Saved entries
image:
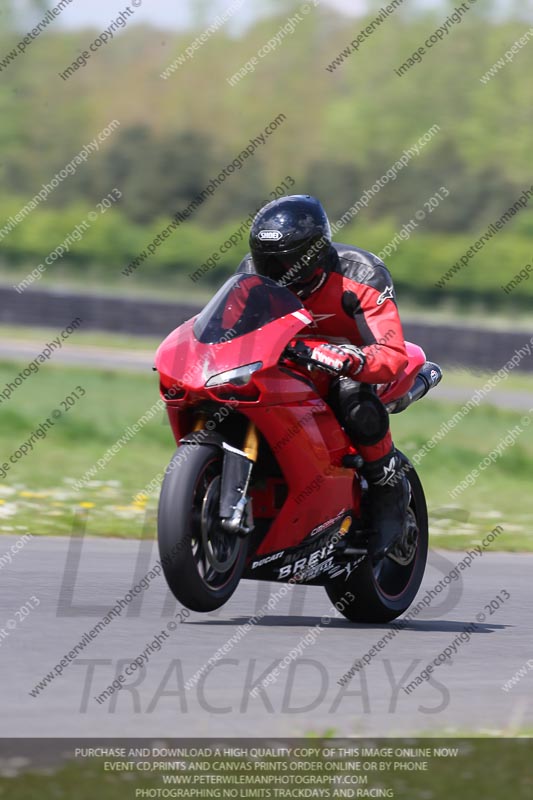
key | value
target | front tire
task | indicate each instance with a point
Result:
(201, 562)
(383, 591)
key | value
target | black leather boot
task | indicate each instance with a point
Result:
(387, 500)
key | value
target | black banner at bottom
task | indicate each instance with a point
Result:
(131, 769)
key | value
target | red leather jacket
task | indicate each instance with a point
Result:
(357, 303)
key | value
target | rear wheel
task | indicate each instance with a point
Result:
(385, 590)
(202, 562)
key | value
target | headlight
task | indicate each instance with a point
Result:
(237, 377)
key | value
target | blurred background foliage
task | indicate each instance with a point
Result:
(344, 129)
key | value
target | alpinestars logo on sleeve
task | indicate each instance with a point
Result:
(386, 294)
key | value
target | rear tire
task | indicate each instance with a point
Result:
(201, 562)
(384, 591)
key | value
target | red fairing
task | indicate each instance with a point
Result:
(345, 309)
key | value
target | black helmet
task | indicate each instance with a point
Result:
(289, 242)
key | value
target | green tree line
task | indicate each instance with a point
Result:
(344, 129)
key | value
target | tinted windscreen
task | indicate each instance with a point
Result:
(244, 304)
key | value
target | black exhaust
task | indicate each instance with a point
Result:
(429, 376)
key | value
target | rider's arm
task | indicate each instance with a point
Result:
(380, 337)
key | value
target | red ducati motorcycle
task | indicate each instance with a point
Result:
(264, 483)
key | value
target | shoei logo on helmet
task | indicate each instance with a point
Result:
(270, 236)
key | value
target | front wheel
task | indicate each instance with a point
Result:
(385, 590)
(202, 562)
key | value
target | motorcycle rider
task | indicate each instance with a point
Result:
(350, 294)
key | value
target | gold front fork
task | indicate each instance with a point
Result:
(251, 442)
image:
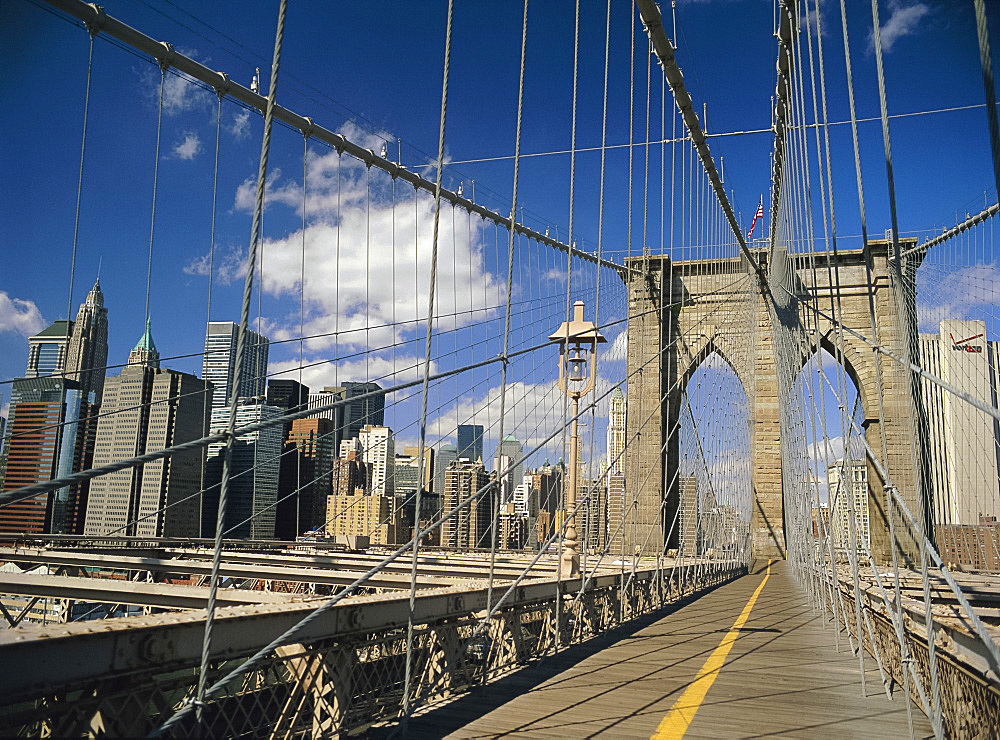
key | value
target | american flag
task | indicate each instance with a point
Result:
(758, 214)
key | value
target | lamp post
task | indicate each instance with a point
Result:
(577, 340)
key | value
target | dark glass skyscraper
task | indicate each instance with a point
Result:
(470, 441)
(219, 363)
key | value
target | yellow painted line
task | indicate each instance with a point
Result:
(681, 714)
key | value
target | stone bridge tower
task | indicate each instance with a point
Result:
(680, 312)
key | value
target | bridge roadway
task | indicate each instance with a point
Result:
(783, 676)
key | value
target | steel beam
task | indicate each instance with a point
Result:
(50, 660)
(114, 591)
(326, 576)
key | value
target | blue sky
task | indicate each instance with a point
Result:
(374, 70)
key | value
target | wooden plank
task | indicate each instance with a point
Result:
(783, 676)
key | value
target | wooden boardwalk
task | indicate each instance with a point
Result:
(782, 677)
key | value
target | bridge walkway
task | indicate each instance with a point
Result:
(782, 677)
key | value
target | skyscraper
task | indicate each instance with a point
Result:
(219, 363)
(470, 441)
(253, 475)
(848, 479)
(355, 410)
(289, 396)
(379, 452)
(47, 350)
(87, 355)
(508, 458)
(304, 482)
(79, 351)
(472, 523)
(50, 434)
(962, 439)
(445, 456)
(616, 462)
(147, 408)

---

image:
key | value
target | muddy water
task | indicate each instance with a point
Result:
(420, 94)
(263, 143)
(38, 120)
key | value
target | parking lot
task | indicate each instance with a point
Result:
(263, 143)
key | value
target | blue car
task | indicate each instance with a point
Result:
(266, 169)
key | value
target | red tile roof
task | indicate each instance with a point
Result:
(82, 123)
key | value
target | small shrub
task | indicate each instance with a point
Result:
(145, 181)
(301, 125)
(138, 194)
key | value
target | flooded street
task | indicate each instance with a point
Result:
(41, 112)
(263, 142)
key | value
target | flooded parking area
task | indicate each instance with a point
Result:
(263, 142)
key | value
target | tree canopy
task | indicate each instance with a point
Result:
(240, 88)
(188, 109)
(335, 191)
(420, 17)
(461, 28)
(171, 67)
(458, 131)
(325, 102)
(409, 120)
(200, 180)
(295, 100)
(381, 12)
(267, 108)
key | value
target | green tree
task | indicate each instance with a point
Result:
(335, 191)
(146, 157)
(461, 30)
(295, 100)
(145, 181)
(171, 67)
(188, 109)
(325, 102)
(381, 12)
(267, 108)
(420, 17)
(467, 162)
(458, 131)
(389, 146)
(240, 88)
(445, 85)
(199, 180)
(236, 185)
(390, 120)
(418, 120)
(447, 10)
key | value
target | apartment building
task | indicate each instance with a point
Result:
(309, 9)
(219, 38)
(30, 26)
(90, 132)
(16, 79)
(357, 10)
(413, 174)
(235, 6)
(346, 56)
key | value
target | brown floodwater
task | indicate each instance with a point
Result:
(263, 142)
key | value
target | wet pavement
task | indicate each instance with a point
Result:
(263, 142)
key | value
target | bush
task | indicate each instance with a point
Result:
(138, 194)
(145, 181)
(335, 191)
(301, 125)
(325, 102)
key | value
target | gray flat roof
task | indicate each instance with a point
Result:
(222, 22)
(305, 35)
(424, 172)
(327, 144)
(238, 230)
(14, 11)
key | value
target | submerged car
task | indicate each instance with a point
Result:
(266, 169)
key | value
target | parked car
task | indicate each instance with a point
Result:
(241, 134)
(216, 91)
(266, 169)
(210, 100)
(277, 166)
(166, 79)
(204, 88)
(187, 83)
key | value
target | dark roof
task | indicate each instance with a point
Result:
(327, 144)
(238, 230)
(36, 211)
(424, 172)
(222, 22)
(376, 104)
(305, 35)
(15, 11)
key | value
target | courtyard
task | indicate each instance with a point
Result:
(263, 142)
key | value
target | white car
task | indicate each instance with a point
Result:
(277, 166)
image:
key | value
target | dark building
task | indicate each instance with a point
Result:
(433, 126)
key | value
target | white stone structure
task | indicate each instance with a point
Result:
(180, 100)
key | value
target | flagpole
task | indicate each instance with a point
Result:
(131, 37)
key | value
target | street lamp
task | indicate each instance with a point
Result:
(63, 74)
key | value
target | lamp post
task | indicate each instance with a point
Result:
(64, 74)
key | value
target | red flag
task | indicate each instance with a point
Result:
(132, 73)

---

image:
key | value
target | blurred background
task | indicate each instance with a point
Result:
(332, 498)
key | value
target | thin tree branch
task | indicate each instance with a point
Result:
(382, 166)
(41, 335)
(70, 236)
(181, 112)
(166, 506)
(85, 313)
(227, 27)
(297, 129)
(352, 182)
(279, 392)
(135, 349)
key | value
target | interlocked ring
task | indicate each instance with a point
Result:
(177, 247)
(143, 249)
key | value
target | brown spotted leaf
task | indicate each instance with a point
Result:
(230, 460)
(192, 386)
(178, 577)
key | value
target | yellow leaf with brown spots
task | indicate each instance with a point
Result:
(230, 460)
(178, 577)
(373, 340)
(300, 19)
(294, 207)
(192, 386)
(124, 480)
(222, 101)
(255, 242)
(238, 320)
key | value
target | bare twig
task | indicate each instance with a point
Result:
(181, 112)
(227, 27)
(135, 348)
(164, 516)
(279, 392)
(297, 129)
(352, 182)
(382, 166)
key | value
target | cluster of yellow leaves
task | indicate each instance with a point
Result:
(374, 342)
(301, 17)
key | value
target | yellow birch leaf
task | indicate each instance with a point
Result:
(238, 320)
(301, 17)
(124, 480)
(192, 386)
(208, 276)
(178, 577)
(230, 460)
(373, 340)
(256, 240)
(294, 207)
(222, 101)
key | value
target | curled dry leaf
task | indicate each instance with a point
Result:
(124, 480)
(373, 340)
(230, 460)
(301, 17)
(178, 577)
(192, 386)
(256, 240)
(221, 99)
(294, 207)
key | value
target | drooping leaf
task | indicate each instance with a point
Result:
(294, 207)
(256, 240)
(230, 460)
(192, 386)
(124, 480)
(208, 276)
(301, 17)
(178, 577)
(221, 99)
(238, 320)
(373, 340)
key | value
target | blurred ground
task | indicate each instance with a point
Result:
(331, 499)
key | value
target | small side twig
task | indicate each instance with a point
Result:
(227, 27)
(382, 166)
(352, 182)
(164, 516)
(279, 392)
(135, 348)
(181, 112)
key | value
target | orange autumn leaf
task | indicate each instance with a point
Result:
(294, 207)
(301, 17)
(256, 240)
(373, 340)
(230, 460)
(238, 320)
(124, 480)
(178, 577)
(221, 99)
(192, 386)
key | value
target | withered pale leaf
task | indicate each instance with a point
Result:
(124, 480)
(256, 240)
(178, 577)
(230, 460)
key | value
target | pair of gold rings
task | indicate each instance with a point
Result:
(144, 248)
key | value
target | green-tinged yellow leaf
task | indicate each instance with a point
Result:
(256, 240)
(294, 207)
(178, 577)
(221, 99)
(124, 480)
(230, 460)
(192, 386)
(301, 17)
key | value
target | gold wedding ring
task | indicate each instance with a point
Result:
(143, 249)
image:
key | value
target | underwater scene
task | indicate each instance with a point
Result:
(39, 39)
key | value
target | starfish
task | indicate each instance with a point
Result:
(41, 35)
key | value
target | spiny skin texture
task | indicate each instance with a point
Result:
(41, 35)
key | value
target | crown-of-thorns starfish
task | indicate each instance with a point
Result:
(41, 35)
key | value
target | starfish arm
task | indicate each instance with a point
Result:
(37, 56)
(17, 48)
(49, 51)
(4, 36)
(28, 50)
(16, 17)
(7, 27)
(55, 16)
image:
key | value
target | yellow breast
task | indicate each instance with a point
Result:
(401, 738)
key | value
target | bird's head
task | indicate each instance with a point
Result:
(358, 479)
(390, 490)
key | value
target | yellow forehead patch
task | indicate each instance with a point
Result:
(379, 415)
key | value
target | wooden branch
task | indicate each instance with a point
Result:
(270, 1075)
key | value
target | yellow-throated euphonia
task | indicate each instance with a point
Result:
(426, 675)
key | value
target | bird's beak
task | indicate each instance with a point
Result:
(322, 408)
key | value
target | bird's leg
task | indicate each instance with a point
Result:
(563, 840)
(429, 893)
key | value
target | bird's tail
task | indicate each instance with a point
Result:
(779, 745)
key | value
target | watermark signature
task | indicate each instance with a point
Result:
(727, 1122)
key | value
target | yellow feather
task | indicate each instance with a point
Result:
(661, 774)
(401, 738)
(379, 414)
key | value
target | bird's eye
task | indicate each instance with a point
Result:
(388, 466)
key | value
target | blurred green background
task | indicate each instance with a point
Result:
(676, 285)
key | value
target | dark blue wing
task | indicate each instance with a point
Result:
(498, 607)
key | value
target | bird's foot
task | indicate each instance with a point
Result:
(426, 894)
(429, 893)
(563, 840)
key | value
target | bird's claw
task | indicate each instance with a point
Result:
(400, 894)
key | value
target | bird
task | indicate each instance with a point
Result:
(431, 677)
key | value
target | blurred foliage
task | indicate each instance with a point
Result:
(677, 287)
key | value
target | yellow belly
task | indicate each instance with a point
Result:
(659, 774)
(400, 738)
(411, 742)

### What you should do
Counting only lines that contain the word "yellow", state how many appear in the entries, and add nothing.

### Exercise output
10